→ WORK ORDER
Retype all of the material exactly, leaving no line out.

-- Opening Marker --

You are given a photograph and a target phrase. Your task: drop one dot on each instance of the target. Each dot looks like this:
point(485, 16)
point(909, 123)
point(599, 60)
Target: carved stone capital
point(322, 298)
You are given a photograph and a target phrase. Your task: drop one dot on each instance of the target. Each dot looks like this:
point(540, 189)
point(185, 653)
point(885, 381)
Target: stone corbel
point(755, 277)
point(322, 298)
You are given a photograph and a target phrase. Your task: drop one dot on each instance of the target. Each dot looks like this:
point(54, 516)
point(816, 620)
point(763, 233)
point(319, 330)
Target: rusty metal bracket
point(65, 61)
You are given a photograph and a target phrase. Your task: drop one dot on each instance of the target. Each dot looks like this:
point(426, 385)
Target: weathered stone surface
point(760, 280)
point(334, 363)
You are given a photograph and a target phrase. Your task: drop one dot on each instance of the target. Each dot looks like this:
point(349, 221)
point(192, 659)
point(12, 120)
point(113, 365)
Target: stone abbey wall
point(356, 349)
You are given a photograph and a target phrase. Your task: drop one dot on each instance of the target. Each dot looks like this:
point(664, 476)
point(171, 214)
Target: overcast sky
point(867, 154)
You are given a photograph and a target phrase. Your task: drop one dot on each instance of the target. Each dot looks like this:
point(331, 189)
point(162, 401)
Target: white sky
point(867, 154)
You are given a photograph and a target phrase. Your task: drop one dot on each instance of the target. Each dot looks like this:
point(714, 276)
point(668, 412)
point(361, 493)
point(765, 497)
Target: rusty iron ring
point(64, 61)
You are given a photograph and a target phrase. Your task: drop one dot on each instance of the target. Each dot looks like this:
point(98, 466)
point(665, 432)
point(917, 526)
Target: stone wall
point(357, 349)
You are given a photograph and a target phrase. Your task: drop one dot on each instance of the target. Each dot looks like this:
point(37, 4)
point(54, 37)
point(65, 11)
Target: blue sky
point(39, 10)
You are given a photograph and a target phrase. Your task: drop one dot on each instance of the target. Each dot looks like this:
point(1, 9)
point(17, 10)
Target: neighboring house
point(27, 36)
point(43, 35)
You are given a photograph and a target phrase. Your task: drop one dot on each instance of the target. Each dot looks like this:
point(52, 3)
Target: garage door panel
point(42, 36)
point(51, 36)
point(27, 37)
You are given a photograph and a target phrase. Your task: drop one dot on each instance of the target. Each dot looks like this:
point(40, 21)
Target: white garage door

-- Closing Marker --

→ ANSWER TO THE PROBLEM
You are given a photograph and a target phrase. Your task: drop one dot on each instance of the target. Each dot looks like this:
point(485, 16)
point(909, 123)
point(599, 60)
Target: carved stone capital
point(322, 298)
You are given a photograph and a target phrase. Your task: drop one dot on each instance of the target. Each dot looks like this:
point(540, 189)
point(185, 653)
point(885, 381)
Target: stone corbel
point(755, 277)
point(322, 298)
You are given a photograph and a target phrase. Your task: drop one dot on each instance of the target. Each dot looks like this:
point(54, 516)
point(816, 620)
point(763, 233)
point(319, 330)
Target: rusty metal bracket
point(65, 61)
You are given a photograph and a target phrase. Your task: drop one dot on each instance of the target. Each dot looks like this:
point(426, 385)
Target: weathered stone surface
point(760, 280)
point(334, 363)
You are given a photograph and a target phrase. Your task: drop one dot on each instance of the target. Each dot looks like this:
point(349, 221)
point(192, 659)
point(12, 120)
point(113, 365)
Target: stone abbey wall
point(356, 349)
You are given a photograph and a target phrase. Your task: drop one dot on each instance of the target. Each dot looks like this:
point(664, 476)
point(171, 214)
Target: overcast sky
point(867, 154)
You are given a photograph and a target phrase. Your task: drop one dot on each instance of the target. Each dot looks like this:
point(331, 189)
point(162, 401)
Target: white sky
point(867, 154)
You are given a photograph and a target phrase. Your task: drop one dot on each instance of the target. Each dot looks like this:
point(714, 276)
point(668, 412)
point(361, 493)
point(765, 497)
Target: rusty iron ring
point(64, 61)
You are given a photograph and a target phrase. Your task: drop one dot on each instance of the target. Each dot looks like this:
point(98, 466)
point(665, 432)
point(917, 526)
Target: stone wall
point(357, 349)
You are given a photograph and a target phrase. Your task: drop one dot on each instance of the target. Each dot looks like this:
point(37, 4)
point(54, 37)
point(65, 11)
Target: blue sky
point(39, 10)
You are given a photograph and a target phrase. Your task: drop one dot on each instance of the target. Each dot looks like this:
point(1, 9)
point(17, 10)
Target: neighboring house
point(27, 36)
point(43, 35)
You are given a photograph and a target phrase. Your task: drop one dot on each instance of the target. Each dot looks like this:
point(52, 3)
Target: garage door panel
point(42, 36)
point(51, 36)
point(27, 37)
You are given a photograph and a target phrase. Your task: drop one dot on each instance of the target. Each dot looks like this:
point(40, 21)
Target: white garage door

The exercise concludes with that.